What you will do: Locate every line in the records below that contains the word "green" and copy each of those lines. Case counts.

(Object detection data)

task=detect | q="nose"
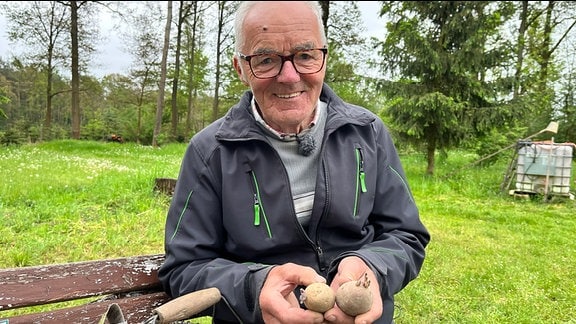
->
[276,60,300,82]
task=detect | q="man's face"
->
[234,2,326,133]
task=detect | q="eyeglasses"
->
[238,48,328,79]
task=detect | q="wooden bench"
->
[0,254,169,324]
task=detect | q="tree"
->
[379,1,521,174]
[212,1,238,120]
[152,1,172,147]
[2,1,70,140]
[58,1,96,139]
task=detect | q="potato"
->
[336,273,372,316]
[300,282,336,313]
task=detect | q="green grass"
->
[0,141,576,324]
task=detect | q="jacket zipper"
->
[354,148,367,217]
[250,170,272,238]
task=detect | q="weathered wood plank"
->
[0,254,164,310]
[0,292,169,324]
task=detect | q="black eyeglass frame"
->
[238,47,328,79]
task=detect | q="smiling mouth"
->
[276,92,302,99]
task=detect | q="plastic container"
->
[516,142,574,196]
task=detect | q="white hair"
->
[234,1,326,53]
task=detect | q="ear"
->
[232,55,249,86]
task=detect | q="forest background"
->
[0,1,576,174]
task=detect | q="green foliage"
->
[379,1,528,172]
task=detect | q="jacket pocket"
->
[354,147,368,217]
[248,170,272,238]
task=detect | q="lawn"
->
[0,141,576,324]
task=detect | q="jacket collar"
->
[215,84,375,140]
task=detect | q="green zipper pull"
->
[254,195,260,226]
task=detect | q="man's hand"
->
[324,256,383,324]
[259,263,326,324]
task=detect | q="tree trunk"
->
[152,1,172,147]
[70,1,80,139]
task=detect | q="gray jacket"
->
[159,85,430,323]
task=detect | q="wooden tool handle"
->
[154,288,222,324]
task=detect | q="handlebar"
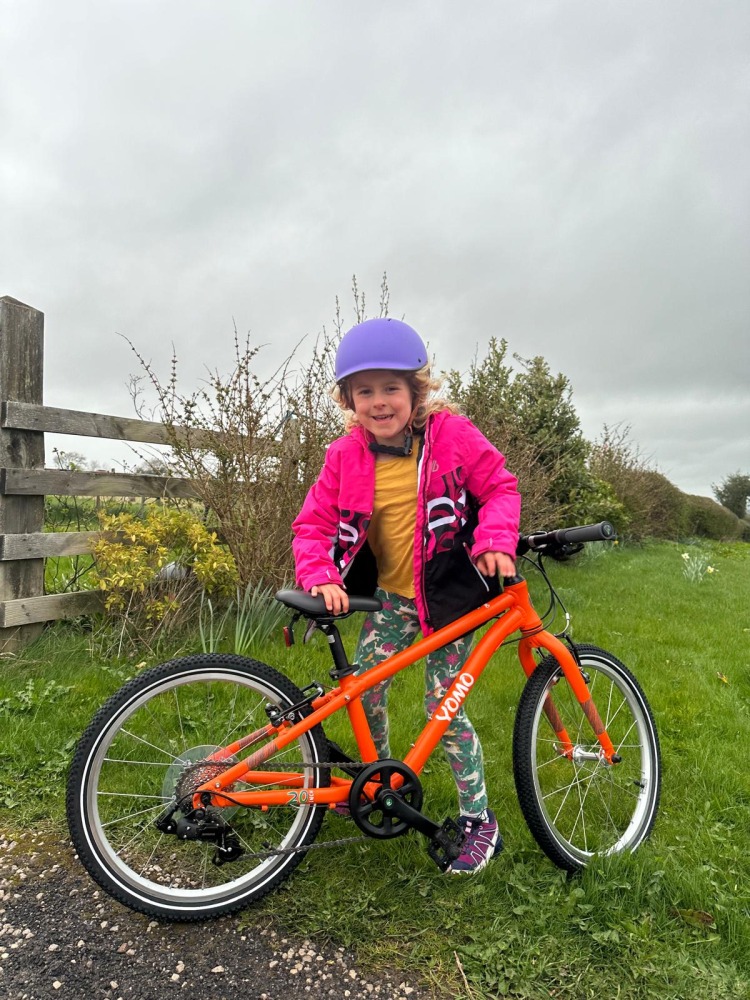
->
...
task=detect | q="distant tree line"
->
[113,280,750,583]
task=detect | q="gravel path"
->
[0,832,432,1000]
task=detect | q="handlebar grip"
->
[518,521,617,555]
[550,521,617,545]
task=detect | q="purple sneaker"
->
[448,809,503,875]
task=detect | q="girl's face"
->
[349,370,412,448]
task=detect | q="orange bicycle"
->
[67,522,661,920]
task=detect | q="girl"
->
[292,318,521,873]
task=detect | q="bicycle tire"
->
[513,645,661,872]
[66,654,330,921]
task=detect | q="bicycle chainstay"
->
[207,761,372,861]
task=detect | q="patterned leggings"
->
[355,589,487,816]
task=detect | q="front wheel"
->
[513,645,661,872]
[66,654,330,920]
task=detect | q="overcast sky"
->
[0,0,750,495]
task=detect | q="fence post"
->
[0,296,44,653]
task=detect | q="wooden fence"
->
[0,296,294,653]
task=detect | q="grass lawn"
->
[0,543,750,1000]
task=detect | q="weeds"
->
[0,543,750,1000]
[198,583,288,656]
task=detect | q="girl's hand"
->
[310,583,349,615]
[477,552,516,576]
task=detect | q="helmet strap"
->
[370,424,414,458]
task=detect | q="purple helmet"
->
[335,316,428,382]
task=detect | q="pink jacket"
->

Response to the task:
task=detect | q="green grass"
task=detect | q="green foliage"
task=detect | q="green zipper pull"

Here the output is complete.